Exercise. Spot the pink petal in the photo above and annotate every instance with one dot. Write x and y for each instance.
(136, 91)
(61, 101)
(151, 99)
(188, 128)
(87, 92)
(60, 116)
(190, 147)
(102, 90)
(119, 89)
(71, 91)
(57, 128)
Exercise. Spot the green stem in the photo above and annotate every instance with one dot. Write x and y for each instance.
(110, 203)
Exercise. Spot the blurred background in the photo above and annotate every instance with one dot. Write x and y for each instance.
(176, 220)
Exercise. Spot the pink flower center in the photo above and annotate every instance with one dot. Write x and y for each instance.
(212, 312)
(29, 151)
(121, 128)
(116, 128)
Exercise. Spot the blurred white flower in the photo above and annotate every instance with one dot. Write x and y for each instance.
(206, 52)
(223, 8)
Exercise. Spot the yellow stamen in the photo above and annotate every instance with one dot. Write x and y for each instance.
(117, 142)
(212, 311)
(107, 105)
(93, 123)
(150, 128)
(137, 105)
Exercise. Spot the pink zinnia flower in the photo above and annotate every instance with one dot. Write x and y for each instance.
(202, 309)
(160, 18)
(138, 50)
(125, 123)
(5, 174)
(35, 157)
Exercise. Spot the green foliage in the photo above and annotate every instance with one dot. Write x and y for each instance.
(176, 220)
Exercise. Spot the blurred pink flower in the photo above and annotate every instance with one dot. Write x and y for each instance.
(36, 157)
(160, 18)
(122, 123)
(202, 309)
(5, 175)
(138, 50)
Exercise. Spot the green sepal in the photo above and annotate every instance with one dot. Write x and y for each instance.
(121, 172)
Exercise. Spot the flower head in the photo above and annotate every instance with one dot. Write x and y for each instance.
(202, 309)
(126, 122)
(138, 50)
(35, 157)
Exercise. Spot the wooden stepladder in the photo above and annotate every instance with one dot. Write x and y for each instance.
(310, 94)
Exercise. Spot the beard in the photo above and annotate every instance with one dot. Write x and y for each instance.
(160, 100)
──────────
### [Written task]
Can you scale the entries starting at the line containing "Exercise. Spot the wooden" and ending at the last entry, both included, by writing out every line again with each x and y coordinate in the answers multiplied by 0.25 and rounded to a whole number, halves rounded up?

### [Response to the task]
Exercise. Spot the wooden stepladder in the photo above and annotate every instance with one dot. Write x and y for each instance.
(78, 24)
Exercise. Spot the beard in the photo above and annotate every instance with one dot. Write x and y for each instance.
(40, 25)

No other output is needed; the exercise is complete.